What you return must match every record word for word.

>>>

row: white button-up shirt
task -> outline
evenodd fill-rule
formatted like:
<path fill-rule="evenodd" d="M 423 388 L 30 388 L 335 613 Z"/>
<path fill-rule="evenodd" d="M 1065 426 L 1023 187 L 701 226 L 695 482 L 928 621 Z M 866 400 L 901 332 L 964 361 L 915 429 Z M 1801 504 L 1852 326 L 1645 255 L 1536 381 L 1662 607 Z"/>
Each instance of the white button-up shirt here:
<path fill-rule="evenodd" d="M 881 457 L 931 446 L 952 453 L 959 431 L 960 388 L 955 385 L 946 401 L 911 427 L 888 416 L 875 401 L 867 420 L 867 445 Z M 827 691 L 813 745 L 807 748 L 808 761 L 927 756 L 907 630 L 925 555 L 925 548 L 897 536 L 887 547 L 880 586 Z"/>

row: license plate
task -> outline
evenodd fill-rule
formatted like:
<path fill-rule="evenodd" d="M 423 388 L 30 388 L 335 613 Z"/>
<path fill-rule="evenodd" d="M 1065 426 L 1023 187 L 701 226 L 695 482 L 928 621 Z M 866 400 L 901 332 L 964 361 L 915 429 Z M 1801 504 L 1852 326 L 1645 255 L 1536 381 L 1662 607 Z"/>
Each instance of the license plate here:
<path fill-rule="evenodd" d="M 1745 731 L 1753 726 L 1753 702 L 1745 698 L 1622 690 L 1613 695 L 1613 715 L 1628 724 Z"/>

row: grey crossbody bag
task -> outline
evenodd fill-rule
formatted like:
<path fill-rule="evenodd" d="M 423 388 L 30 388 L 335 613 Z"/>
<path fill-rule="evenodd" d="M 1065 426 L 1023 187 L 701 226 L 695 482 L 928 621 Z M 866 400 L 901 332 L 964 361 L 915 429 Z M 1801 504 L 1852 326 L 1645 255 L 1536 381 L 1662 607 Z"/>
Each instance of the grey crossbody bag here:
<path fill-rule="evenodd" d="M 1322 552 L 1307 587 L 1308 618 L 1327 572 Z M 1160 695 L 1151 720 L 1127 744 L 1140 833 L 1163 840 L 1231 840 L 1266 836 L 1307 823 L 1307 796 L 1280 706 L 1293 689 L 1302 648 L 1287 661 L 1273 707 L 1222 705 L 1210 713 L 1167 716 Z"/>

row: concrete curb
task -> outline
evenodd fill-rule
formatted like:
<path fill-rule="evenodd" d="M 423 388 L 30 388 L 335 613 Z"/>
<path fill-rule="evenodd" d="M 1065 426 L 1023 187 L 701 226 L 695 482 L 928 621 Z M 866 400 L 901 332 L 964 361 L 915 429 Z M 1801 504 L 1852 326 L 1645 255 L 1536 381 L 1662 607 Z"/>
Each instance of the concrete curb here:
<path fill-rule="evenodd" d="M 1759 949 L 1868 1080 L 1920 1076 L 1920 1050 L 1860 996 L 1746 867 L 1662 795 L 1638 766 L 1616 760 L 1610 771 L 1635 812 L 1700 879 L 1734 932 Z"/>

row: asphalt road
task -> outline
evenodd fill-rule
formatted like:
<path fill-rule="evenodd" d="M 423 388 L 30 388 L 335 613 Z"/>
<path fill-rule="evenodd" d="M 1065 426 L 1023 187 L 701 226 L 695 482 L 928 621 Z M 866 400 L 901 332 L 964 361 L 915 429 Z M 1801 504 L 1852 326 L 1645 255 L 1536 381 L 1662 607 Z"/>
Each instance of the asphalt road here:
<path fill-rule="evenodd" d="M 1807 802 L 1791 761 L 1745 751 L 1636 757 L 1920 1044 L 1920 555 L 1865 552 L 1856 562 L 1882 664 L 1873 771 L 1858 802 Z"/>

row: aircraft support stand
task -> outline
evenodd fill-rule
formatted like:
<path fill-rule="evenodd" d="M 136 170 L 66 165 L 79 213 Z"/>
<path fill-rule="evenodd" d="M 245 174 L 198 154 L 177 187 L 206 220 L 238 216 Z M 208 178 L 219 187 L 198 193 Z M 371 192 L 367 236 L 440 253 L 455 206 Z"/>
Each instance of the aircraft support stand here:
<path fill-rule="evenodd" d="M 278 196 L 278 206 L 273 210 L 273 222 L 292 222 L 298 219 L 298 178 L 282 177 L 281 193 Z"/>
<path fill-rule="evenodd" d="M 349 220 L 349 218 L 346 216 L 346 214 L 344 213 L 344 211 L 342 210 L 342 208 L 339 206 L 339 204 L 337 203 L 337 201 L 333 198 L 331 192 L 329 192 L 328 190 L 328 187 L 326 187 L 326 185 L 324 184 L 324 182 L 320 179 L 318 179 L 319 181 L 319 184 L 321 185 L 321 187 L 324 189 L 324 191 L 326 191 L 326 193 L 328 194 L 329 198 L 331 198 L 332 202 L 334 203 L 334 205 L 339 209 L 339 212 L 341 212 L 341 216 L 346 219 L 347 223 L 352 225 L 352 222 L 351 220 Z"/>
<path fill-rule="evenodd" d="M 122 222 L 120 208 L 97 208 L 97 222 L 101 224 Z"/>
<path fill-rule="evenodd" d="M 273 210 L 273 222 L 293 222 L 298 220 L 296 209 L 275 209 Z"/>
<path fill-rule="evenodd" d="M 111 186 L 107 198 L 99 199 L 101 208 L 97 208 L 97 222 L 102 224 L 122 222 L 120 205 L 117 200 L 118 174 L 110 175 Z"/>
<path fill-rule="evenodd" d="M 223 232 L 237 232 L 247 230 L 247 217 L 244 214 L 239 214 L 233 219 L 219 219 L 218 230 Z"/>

<<<

TASK RESULT:
row: white button-up shirt
task -> outline
evenodd fill-rule
formatted like:
<path fill-rule="evenodd" d="M 423 388 L 30 388 L 335 613 Z"/>
<path fill-rule="evenodd" d="M 1065 426 L 1023 187 L 701 226 L 695 482 L 928 621 Z M 866 400 L 901 332 L 964 361 L 915 429 Z M 1801 504 L 1852 326 L 1645 255 L 1536 381 L 1662 607 Z"/>
Each instance of the white button-up shirt here:
<path fill-rule="evenodd" d="M 881 457 L 931 446 L 952 453 L 959 431 L 960 388 L 955 385 L 946 401 L 911 427 L 888 416 L 875 401 L 867 420 L 867 445 Z M 827 691 L 813 745 L 807 748 L 808 761 L 927 756 L 907 630 L 925 555 L 925 548 L 897 536 L 887 547 L 880 586 Z"/>

row: license plate
task -> outline
evenodd fill-rule
formatted like:
<path fill-rule="evenodd" d="M 423 388 L 30 388 L 335 613 Z"/>
<path fill-rule="evenodd" d="M 1065 426 L 1023 187 L 701 226 L 695 482 L 928 621 Z M 866 400 L 901 332 L 964 361 L 915 429 Z M 1801 504 L 1852 326 L 1645 255 L 1536 381 L 1662 607 Z"/>
Each instance of the license plate here:
<path fill-rule="evenodd" d="M 1745 731 L 1753 726 L 1753 702 L 1745 698 L 1622 690 L 1613 695 L 1613 715 L 1628 724 Z"/>

row: grey crossbody bag
task -> outline
evenodd fill-rule
formatted like:
<path fill-rule="evenodd" d="M 423 388 L 30 388 L 335 613 Z"/>
<path fill-rule="evenodd" d="M 1065 426 L 1023 187 L 701 226 L 695 482 L 928 621 Z M 866 400 L 901 332 L 964 361 L 915 429 Z M 1801 504 L 1852 326 L 1645 255 L 1536 381 L 1662 607 Z"/>
Each instance of the grey crossbody bag here:
<path fill-rule="evenodd" d="M 1322 552 L 1307 587 L 1308 618 L 1327 572 Z M 1160 695 L 1151 720 L 1127 744 L 1140 833 L 1163 840 L 1231 840 L 1266 836 L 1307 823 L 1307 796 L 1280 706 L 1293 689 L 1302 648 L 1287 661 L 1273 707 L 1222 705 L 1210 713 L 1167 716 Z"/>

row: concrete curb
task -> outline
evenodd fill-rule
formatted like:
<path fill-rule="evenodd" d="M 423 388 L 30 388 L 335 613 Z"/>
<path fill-rule="evenodd" d="M 1065 426 L 1023 187 L 701 226 L 695 482 L 928 621 Z M 866 400 L 901 332 L 964 361 L 915 429 Z M 1801 504 L 1852 326 L 1645 255 L 1536 381 L 1662 607 Z"/>
Each instance of the concrete curb here:
<path fill-rule="evenodd" d="M 1759 949 L 1868 1080 L 1920 1076 L 1920 1050 L 1860 996 L 1746 867 L 1662 795 L 1638 766 L 1616 760 L 1610 771 L 1635 812 L 1700 879 L 1734 932 Z"/>

row: asphalt road
task -> outline
evenodd fill-rule
formatted like:
<path fill-rule="evenodd" d="M 423 388 L 30 388 L 335 613 Z"/>
<path fill-rule="evenodd" d="M 1065 426 L 1023 187 L 701 226 L 695 482 L 928 621 Z M 866 400 L 901 332 L 964 361 L 915 429 Z M 1801 504 L 1852 326 L 1645 255 L 1536 381 L 1662 607 Z"/>
Each instance of the asphalt road here:
<path fill-rule="evenodd" d="M 1807 802 L 1791 761 L 1745 751 L 1636 757 L 1920 1044 L 1920 555 L 1865 552 L 1856 562 L 1882 664 L 1873 771 L 1858 802 Z"/>

row: aircraft support stand
task -> outline
evenodd fill-rule
formatted like:
<path fill-rule="evenodd" d="M 136 170 L 66 165 L 79 213 Z"/>
<path fill-rule="evenodd" d="M 245 174 L 198 154 L 177 187 L 206 220 L 238 216 Z M 208 178 L 219 187 L 198 193 Z M 371 192 L 367 236 L 440 253 L 455 206 Z"/>
Each instance of the aircraft support stand here:
<path fill-rule="evenodd" d="M 278 196 L 278 206 L 273 210 L 273 222 L 292 222 L 298 219 L 298 178 L 282 177 L 281 193 Z"/>
<path fill-rule="evenodd" d="M 349 220 L 349 218 L 346 216 L 346 214 L 344 213 L 344 211 L 342 210 L 342 208 L 339 206 L 339 204 L 337 203 L 337 201 L 333 198 L 331 192 L 329 192 L 328 190 L 328 187 L 326 187 L 326 185 L 324 184 L 324 182 L 320 179 L 318 179 L 319 181 L 319 184 L 321 185 L 321 187 L 324 189 L 324 191 L 326 191 L 326 193 L 328 194 L 329 198 L 331 198 L 332 202 L 334 203 L 334 205 L 339 209 L 339 212 L 341 212 L 341 216 L 346 219 L 347 223 L 352 225 L 352 222 L 351 220 Z"/>
<path fill-rule="evenodd" d="M 122 222 L 120 208 L 97 208 L 97 222 L 101 224 Z"/>
<path fill-rule="evenodd" d="M 273 210 L 273 222 L 293 222 L 298 220 L 296 209 L 275 209 Z"/>
<path fill-rule="evenodd" d="M 111 186 L 107 198 L 99 199 L 101 208 L 97 208 L 97 222 L 102 224 L 122 222 L 120 205 L 117 200 L 118 174 L 110 175 Z"/>
<path fill-rule="evenodd" d="M 223 232 L 237 232 L 247 230 L 247 217 L 244 214 L 239 214 L 233 219 L 219 219 L 218 230 Z"/>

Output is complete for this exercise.